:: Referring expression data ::
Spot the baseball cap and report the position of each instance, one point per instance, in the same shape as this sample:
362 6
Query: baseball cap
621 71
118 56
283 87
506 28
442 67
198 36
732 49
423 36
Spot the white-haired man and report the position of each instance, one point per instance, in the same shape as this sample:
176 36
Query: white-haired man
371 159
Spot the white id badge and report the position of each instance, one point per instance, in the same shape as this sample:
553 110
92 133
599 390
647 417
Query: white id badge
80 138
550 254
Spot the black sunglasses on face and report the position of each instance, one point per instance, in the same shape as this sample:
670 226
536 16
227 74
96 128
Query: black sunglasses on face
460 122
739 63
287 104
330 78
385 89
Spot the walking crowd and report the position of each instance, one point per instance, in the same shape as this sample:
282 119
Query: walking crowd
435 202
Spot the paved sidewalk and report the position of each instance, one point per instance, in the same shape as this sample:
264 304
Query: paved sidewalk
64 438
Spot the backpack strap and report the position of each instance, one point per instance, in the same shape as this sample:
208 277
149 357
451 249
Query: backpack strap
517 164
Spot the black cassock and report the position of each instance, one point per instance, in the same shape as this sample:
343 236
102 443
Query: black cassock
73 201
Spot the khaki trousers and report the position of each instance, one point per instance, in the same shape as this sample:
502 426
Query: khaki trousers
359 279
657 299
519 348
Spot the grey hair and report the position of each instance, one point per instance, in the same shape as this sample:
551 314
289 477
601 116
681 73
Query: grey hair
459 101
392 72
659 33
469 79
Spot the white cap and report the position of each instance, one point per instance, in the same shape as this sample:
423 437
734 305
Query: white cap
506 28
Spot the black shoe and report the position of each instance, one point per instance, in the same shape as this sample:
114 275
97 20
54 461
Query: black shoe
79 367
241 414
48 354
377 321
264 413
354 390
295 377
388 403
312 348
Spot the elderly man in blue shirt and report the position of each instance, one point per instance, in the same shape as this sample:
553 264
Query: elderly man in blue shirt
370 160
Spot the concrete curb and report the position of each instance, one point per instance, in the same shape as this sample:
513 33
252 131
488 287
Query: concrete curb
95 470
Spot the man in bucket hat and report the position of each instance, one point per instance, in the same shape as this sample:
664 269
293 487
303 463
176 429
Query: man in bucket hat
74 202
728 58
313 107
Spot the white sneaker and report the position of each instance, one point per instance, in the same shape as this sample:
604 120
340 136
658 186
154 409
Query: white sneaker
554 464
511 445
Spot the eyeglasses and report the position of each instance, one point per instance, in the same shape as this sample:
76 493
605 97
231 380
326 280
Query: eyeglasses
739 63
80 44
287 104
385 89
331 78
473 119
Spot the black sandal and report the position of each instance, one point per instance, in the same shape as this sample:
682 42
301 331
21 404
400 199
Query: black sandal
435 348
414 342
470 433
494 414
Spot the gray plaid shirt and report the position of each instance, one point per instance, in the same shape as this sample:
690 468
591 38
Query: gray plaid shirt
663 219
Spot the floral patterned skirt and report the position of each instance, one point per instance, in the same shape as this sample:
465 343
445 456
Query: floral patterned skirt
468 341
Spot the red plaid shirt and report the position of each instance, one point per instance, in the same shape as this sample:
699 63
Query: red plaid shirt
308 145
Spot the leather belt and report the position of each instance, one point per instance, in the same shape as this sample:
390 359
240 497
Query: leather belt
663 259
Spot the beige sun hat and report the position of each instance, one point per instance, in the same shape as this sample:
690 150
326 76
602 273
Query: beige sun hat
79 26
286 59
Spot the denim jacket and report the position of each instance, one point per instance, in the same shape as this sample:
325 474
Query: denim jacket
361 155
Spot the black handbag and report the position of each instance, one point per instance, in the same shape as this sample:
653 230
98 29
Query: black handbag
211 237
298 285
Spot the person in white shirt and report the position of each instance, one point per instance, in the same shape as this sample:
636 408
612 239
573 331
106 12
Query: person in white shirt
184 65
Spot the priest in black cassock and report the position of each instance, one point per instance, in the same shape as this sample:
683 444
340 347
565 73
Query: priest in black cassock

:: Work to complete ::
Display each line of the data where "priest" occurs.

:: Reply to the task ::
Spot the priest in black cassock and report the position of each instance, one point per instance, in the same shape as this sample:
Query: priest in black cassock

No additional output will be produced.